#### What you will do:
Here the job is to restate every entry word for word.

#### Input:
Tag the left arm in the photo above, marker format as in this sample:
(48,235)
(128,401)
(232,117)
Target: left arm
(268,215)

#### Output of the exercise:
Tag the left arm in the photo above, marker format as in this sample:
(48,235)
(128,401)
(232,117)
Target: left arm
(268,215)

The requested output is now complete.